§ Extracted records:
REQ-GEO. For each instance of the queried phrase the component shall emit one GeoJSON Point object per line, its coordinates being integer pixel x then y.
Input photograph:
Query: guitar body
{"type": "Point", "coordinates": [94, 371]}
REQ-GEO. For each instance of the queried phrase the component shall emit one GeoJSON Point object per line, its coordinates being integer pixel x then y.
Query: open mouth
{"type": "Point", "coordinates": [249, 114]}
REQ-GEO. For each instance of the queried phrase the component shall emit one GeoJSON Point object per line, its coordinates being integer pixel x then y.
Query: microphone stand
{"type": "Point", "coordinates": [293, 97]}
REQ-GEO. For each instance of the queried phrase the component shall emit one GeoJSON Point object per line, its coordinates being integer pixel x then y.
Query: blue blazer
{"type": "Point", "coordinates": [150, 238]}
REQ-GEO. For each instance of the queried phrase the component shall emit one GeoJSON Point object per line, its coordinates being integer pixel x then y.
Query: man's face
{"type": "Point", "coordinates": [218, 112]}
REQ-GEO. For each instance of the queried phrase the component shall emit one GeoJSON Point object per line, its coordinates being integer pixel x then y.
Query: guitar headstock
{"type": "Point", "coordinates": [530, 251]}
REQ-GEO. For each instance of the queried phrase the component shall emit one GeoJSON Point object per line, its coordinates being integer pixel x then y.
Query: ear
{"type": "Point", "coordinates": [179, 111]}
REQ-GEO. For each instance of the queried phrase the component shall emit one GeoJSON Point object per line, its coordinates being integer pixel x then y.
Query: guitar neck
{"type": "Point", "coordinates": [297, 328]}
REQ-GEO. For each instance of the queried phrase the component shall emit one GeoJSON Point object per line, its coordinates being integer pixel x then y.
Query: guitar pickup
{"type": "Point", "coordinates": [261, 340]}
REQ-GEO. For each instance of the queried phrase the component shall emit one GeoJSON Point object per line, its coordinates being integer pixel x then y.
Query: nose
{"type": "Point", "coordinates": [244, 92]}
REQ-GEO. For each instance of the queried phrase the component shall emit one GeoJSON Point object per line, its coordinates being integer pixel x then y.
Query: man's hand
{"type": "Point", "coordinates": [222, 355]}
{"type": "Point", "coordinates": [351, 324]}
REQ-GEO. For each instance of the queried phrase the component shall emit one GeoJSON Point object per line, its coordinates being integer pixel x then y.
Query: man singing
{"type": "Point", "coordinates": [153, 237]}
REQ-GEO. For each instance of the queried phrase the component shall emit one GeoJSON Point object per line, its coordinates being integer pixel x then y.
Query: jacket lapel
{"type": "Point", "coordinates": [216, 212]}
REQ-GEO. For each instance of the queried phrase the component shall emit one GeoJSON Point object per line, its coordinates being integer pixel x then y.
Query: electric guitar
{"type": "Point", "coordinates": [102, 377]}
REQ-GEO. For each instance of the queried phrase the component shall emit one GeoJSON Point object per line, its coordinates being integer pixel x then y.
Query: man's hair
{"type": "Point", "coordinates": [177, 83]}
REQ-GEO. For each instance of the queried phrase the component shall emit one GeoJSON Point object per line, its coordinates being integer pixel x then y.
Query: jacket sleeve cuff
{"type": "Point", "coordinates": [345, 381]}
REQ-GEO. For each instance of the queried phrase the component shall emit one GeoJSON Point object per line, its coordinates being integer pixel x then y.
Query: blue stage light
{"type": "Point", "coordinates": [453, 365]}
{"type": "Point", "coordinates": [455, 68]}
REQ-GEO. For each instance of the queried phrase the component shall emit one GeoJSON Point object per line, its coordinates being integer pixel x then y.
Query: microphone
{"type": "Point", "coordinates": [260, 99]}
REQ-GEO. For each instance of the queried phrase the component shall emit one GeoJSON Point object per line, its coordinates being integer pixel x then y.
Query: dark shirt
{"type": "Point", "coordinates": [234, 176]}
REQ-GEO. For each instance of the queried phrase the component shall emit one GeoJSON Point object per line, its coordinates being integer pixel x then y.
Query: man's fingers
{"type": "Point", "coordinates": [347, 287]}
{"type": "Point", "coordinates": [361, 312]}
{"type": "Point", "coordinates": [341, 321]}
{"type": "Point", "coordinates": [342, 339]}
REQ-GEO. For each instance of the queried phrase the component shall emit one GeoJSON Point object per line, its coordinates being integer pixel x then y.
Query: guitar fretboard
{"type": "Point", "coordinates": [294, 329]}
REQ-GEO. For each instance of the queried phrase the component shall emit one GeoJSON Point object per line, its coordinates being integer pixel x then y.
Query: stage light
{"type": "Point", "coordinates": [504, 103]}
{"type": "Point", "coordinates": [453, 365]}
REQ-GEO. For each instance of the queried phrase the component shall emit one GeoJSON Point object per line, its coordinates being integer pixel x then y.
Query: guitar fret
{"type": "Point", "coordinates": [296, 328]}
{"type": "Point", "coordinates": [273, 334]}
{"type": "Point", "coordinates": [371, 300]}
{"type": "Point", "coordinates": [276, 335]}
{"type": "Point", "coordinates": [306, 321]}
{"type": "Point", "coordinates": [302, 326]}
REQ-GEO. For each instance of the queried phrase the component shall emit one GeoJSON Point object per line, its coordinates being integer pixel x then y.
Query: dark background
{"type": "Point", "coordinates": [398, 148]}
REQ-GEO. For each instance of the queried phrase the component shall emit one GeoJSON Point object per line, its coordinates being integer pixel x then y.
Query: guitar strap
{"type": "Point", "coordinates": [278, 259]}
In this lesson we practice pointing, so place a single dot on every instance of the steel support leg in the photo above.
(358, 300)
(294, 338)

§ Required work: Reproduce the entries above exactly, every line included.

§ Result of the task:
REQ-GEO. For each instance of the queried phrase the component shall emit one GeoJSON Point object per line, its coordinates being integer pixel x then y.
Input photograph:
Query: guitar body
{"type": "Point", "coordinates": [94, 371]}
REQ-GEO. For each instance of the queried phrase the component shall emit one GeoJSON Point object per line, its coordinates being integer pixel x then y.
Query: open mouth
{"type": "Point", "coordinates": [249, 114]}
REQ-GEO. For each instance of the queried phrase the component shall emit one GeoJSON Point object per line, its coordinates being integer pixel x then y.
Query: microphone stand
{"type": "Point", "coordinates": [293, 97]}
REQ-GEO. For each instance of the queried phrase the component shall emit one GeoJSON Point object per line, its coordinates being integer pixel x then y.
Query: blue blazer
{"type": "Point", "coordinates": [150, 238]}
REQ-GEO. For each instance of the queried phrase the component shall emit one GeoJSON Point object per line, its coordinates being integer pixel x then y.
Query: man's face
{"type": "Point", "coordinates": [218, 112]}
REQ-GEO. For each instance of the queried phrase the component shall emit one GeoJSON Point object per line, its coordinates being integer pixel x then y.
Query: guitar headstock
{"type": "Point", "coordinates": [530, 251]}
REQ-GEO. For each instance of the queried phrase the component shall emit one GeoJSON Point object per line, its coordinates being integer pixel x then y.
Query: ear
{"type": "Point", "coordinates": [179, 111]}
REQ-GEO. For each instance of the queried phrase the component shall emit one GeoJSON Point object per line, its coordinates being integer pixel x then y.
Query: guitar neck
{"type": "Point", "coordinates": [297, 328]}
REQ-GEO. For each instance of the queried phrase the component shall emit one GeoJSON Point object per line, its coordinates being integer pixel x then y.
Query: guitar pickup
{"type": "Point", "coordinates": [261, 340]}
REQ-GEO. For each instance of the queried phrase the component shall emit one GeoJSON Point object per line, its coordinates being integer pixel x then y.
Query: nose
{"type": "Point", "coordinates": [244, 92]}
REQ-GEO. For each instance of the queried phrase the component shall emit one GeoJSON Point object per line, its coordinates being integer pixel x then y.
Query: man's hand
{"type": "Point", "coordinates": [222, 355]}
{"type": "Point", "coordinates": [351, 324]}
REQ-GEO. For each instance of the queried phrase the component shall emit one GeoJSON Point object per line, its coordinates being integer pixel x then y.
Query: man singing
{"type": "Point", "coordinates": [153, 237]}
REQ-GEO. For each instance of the queried phrase the component shall emit one GeoJSON Point object per line, its coordinates being integer pixel x then y.
Query: jacket lapel
{"type": "Point", "coordinates": [216, 212]}
REQ-GEO. For each instance of the queried phrase the component shall emit one GeoJSON Point object per line, its coordinates being integer pixel x then y.
Query: electric guitar
{"type": "Point", "coordinates": [102, 377]}
REQ-GEO. For each instance of the queried phrase the component shall emit one GeoJSON Point object per line, its coordinates being integer pixel x then y.
Query: man's hair
{"type": "Point", "coordinates": [177, 83]}
REQ-GEO. For each instance of the queried phrase the component shall emit one GeoJSON Point object per line, its coordinates being integer pixel x then y.
Query: jacket sleeve cuff
{"type": "Point", "coordinates": [345, 381]}
REQ-GEO. For each instance of the queried phrase the component shall emit one GeoJSON Point object per line, its coordinates being integer pixel x then y.
Query: blue stage light
{"type": "Point", "coordinates": [453, 365]}
{"type": "Point", "coordinates": [455, 68]}
REQ-GEO. For each instance of the queried phrase the component shall emit one GeoJSON Point object per line, its coordinates being integer pixel x then y.
Query: microphone
{"type": "Point", "coordinates": [260, 99]}
REQ-GEO. For each instance of the queried phrase the component shall emit one GeoJSON Point object per line, its coordinates being integer pixel x then y.
Query: dark shirt
{"type": "Point", "coordinates": [234, 176]}
REQ-GEO. For each instance of the queried phrase the component shall emit one GeoJSON Point object per line, its coordinates being integer pixel x then y.
Query: man's fingers
{"type": "Point", "coordinates": [347, 287]}
{"type": "Point", "coordinates": [361, 312]}
{"type": "Point", "coordinates": [341, 321]}
{"type": "Point", "coordinates": [342, 339]}
REQ-GEO. For each instance of the queried phrase the component shall emit one GeoJSON Point object per line, its coordinates being integer pixel x then y.
Query: guitar fretboard
{"type": "Point", "coordinates": [294, 329]}
REQ-GEO. For each instance of the queried phrase the component shall emit one GeoJSON Point object per line, its coordinates being integer pixel x then y.
Query: stage light
{"type": "Point", "coordinates": [504, 103]}
{"type": "Point", "coordinates": [453, 365]}
REQ-GEO. For each instance of the queried phrase the component shall emit one GeoJSON Point object per line, its coordinates being integer pixel x then y.
Query: guitar fret
{"type": "Point", "coordinates": [296, 328]}
{"type": "Point", "coordinates": [273, 334]}
{"type": "Point", "coordinates": [371, 300]}
{"type": "Point", "coordinates": [276, 335]}
{"type": "Point", "coordinates": [306, 321]}
{"type": "Point", "coordinates": [302, 326]}
REQ-GEO. For each instance of the queried phrase the component shall emit one GeoJSON Point object per line, its coordinates being integer pixel x then y.
Query: dark background
{"type": "Point", "coordinates": [398, 148]}
REQ-GEO. For each instance of the queried phrase the component shall emit one GeoJSON Point object per line, its coordinates being integer pixel x then y.
Query: guitar strap
{"type": "Point", "coordinates": [278, 259]}
In this lesson we practice pointing, so place a single dot on every instance of the steel support leg in the photo above.
(358, 300)
(294, 338)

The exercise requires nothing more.